== Data section
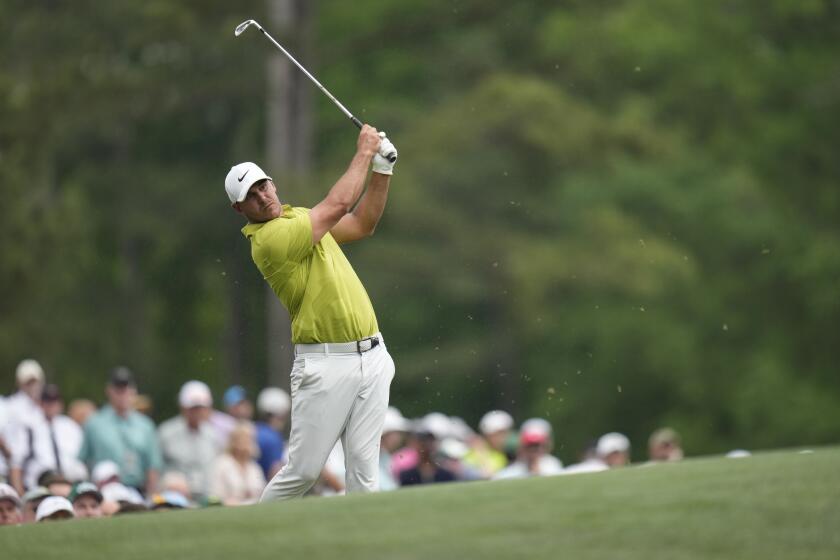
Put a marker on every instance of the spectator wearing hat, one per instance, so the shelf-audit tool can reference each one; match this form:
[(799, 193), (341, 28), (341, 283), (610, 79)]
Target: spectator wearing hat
[(238, 408), (54, 508), (50, 444), (614, 449), (273, 406), (665, 445), (106, 477), (428, 433), (87, 500), (188, 442), (120, 434), (19, 412), (10, 506), (31, 500), (487, 453), (533, 458), (56, 483), (237, 479), (5, 452)]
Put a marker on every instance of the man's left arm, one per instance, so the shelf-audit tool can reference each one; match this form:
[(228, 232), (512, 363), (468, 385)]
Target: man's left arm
[(362, 221)]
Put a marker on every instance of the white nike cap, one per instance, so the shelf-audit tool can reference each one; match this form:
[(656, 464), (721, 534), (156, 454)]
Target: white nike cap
[(240, 178)]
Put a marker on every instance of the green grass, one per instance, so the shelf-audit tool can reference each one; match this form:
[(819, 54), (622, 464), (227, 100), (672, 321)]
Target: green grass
[(782, 505)]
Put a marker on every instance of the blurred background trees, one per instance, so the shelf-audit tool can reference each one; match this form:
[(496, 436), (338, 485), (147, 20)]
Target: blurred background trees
[(612, 214)]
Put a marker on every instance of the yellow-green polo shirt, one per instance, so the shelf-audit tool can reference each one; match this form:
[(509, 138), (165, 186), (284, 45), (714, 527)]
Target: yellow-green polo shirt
[(325, 298)]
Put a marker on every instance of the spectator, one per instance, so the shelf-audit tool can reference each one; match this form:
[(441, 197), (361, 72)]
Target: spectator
[(589, 461), (614, 449), (188, 442), (393, 434), (169, 500), (120, 434), (427, 470), (54, 508), (19, 412), (24, 406), (56, 483), (532, 457), (144, 405), (237, 409), (665, 445), (9, 506), (52, 443), (273, 406), (174, 481), (87, 500), (79, 410), (408, 457), (31, 500), (237, 479), (487, 454), (106, 477)]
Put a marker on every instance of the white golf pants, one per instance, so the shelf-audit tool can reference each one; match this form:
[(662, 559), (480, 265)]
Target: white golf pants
[(335, 395)]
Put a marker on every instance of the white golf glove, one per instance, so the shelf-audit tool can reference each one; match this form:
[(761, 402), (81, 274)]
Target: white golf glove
[(382, 163)]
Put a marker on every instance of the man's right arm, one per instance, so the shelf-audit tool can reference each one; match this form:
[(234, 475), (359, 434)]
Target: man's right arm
[(347, 190)]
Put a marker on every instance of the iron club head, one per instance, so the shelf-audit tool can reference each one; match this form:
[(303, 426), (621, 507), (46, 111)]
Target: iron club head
[(243, 26)]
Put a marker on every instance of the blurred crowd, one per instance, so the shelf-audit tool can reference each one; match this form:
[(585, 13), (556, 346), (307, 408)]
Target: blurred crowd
[(80, 460)]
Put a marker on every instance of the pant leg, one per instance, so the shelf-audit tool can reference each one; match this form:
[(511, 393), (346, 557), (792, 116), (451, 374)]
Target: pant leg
[(364, 427), (324, 389)]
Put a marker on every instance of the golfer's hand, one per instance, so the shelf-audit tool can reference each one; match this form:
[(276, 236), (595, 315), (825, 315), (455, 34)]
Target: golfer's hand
[(386, 157), (369, 141)]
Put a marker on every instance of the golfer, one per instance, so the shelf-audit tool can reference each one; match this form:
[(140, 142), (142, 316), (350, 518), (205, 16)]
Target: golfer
[(342, 372)]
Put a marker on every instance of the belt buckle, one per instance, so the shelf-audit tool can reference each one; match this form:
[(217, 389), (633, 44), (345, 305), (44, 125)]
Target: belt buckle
[(371, 343)]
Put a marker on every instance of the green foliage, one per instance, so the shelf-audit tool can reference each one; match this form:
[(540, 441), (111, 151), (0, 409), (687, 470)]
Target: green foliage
[(614, 214)]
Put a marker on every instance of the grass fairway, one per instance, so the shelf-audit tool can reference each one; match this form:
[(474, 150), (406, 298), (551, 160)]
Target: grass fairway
[(782, 505)]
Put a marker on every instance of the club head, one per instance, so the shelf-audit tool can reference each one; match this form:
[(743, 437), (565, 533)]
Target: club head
[(243, 26)]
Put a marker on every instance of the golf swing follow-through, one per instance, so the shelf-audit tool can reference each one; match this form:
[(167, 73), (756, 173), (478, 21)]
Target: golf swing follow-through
[(391, 155), (342, 372)]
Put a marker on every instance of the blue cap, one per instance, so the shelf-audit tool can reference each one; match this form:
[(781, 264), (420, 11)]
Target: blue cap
[(234, 395)]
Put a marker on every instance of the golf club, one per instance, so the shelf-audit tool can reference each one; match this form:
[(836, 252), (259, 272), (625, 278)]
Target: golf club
[(248, 23)]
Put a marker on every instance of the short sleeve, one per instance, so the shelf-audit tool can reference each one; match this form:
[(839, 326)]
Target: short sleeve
[(286, 239)]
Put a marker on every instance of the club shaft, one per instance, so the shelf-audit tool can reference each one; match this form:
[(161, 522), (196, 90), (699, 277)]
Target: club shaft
[(338, 104)]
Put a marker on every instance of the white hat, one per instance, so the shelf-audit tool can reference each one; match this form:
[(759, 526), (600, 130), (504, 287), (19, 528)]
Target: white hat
[(105, 470), (435, 423), (611, 443), (273, 400), (9, 493), (29, 370), (536, 426), (495, 421), (460, 429), (240, 178), (52, 505), (395, 421), (195, 393), (119, 492)]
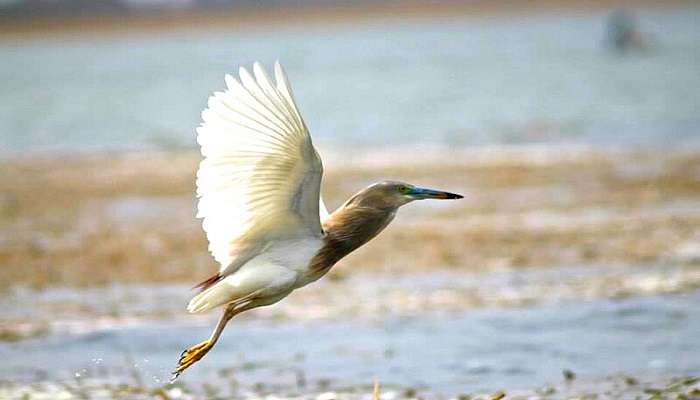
====
For each entry, repeat its text exactly and leave out any picture it holds.

Put a marker on every instance of the spectator wearing hat, one per instance, so the shelf-audit tool can reference each one; match this form:
[(799, 193), (341, 28), (341, 283), (610, 79)]
Target: spectator wearing hat
[(238, 408), (54, 508), (50, 444), (614, 449), (273, 406), (665, 445), (106, 477), (428, 433), (87, 500), (188, 442), (120, 434), (19, 412), (10, 506), (31, 500), (487, 453), (533, 458), (56, 483), (237, 479), (5, 452)]
Put a marker on every instance of the man's left arm, one per instance, so the shelf-audit tool can reference each one; match this form:
[(228, 232), (512, 363), (468, 385)]
Target: man's left arm
[(362, 221)]
Put a marker on every instance of the white nike cap, one per instance, so the shelf-audit tool can reference each one; match this form:
[(656, 464), (721, 534), (156, 454)]
Target: white nike cap
[(240, 178)]
Put a marker on every instance of the green grass, one per instance, so the shelf-audit tool can reference each one; match this form:
[(819, 54), (622, 464), (227, 100), (672, 321)]
Target: green grass
[(782, 505)]
Put a marker on every instance of the blurred background trees, one per instance, so the shelf-audit tool can reference each one; match this form:
[(496, 436), (338, 485), (147, 20)]
Target: blurred background trees
[(612, 214)]
Put a marker on every instance of the yellow-green polo shirt, one per instance, so the shelf-audit tool can reference each one; match this form:
[(509, 138), (165, 186), (284, 45), (714, 527)]
Target: yellow-green polo shirt
[(325, 298)]
Put a marker on every instance of the spectator, one per instance, so the shelf-audit tool can reference each one; match this form:
[(441, 197), (361, 72)]
Target: spectator
[(589, 461), (614, 449), (188, 442), (393, 434), (169, 500), (120, 434), (427, 470), (54, 508), (19, 412), (24, 406), (56, 483), (532, 457), (144, 405), (237, 409), (665, 445), (9, 506), (52, 443), (273, 406), (174, 481), (87, 500), (79, 410), (408, 457), (31, 500), (237, 479), (487, 454), (106, 477)]
Put a marker on every instance of the white golf pants, one per instance, so the shelf-audit tool can reference each one; match this form:
[(662, 559), (480, 265)]
Target: white golf pants
[(335, 395)]
Put a marker on every instance of the white golf glove, one per instance, so the shelf-audit tool can reference each one; match this form:
[(761, 402), (81, 274)]
Target: white golf glove
[(382, 163)]
Put a marker on every instance of the man's right arm, one per instance, so the shelf-audit tool can reference each one; match this form:
[(234, 475), (359, 434)]
Target: man's right arm
[(347, 190)]
Put a marker on every instance of the iron club head, one per instance, so the shelf-audit tool can reference each one; match this form:
[(303, 426), (621, 507), (46, 111)]
Target: iron club head
[(243, 26)]
Put a marker on every instance of the blurred crowd, one per instance, so the shelf-audit tool can reference each one; match this form:
[(585, 13), (556, 346), (307, 408)]
Target: blurred crowd
[(80, 460)]
Put a marker on every instance of the pant leg, one per instance, so the shelf-audit tool can reference each one; match this form:
[(511, 393), (346, 557), (792, 116), (451, 374)]
Target: pant leg
[(364, 427), (324, 389)]
Put a marker on every instance of the golfer's hand, one per instance, so the shelf-audit tool can reference each one; match this form:
[(276, 236), (595, 315), (825, 315), (455, 34)]
Target: golfer's hand
[(386, 157), (369, 141)]
Put a marker on every instance of the golfer, one per instance, so the shelf-audit tool can reference each one; match this form:
[(140, 142), (142, 316), (350, 518), (205, 16)]
Target: golfer
[(342, 372)]
Put a marker on every instance of the belt buckle, one per instance, so the shelf-audit tool can reference each one; match this form:
[(217, 389), (633, 44), (345, 305), (44, 125)]
Target: belt buckle
[(371, 343)]
Put a marker on every instance of the green foliage, one per instance, so the shelf-audit tool can reference each one; match this form:
[(540, 441), (111, 151), (0, 409), (687, 470)]
Target: green foliage
[(614, 214)]
Put a marker on every instance of the grass fairway, one per instance, so the shelf-audit tool can reference each one; match this form:
[(474, 150), (406, 298), (551, 160)]
Target: grass fairway
[(782, 505)]
Put a marker on every instance of the club head, one per instance, so the shelf-audit tool can reference each one; match this form:
[(743, 437), (565, 533)]
Target: club head
[(243, 26)]
Put a marker on every instance of the golf swing follow-through, one per instance, so the shelf-audit tool can reference each one; match this form:
[(167, 73), (756, 173), (478, 21)]
Target: golf swing follow-through
[(391, 155), (342, 372)]
Put a marker on every instance of the blue cap, one per instance, so the shelf-audit tool can reference each one; match this form:
[(781, 264), (420, 11)]
Target: blue cap
[(234, 395)]
Put a marker on every instance of the golf club, one per instance, so the shelf-audit tool can reference each one; match this form:
[(836, 252), (259, 272), (625, 278)]
Target: golf club
[(248, 23)]
Put a marker on every instance of the short sleeve, one per instance, so the shelf-audit tool can reference each one; match this form:
[(839, 326)]
Target: short sleeve
[(286, 239)]
Put a marker on every instance of the club shaft, one per instance, so the shelf-audit tool can reference each one; match this form:
[(161, 522), (196, 90), (699, 277)]
Target: club shaft
[(338, 104)]
Put a marker on every instance of the white hat, one per instance, so the shelf-audit tool can reference each one; match this form:
[(759, 526), (600, 130), (504, 287), (19, 528)]
Target: white hat
[(105, 470), (435, 423), (611, 443), (273, 400), (9, 493), (29, 370), (536, 426), (495, 421), (460, 429), (240, 178), (52, 505), (395, 421), (195, 393), (119, 492)]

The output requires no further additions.